-- START Record list --

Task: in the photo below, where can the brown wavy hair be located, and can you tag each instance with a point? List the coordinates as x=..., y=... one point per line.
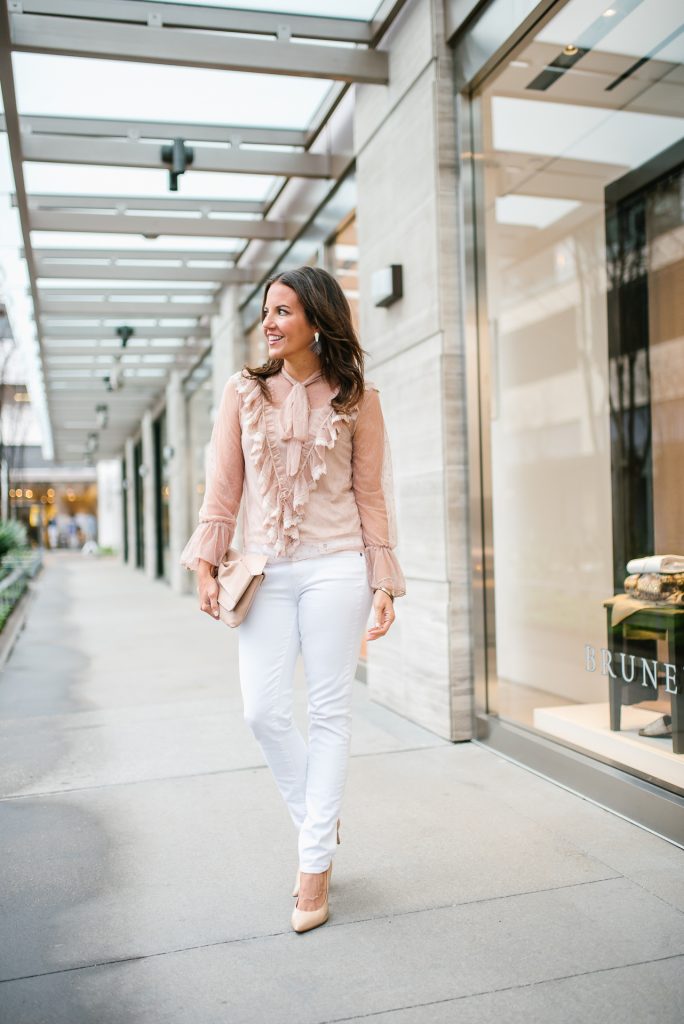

-- END Record list --
-- START Record list --

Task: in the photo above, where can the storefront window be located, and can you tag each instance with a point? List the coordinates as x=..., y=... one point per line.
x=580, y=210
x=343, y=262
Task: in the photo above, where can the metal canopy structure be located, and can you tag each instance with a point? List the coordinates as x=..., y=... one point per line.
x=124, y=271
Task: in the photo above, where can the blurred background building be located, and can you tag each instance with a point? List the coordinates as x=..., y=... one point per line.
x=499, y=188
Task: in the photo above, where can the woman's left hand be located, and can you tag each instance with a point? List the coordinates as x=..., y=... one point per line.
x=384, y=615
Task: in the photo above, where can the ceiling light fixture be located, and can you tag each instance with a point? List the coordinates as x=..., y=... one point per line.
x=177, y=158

-- END Record list --

### Exercise requirements
Copy the listing word for word, starting at the line containing "Task: in the photo above, where can the blurred" and ending at the line containing "x=177, y=158".

### Response
Task: in the photo above, where can the blurred background building be located, and can you tag each instance with a point? List the coordinates as x=..., y=... one point per line.
x=499, y=188
Task: in the photo above, where can the woman's left hand be located, and can you tag each instance with a point? List the coordinates as x=..., y=... one point per line.
x=384, y=615
Task: in the photo above, where can the ceiling light fixture be located, and can you tag each instance with a point? List the coordinates as x=..., y=... one point per line.
x=177, y=158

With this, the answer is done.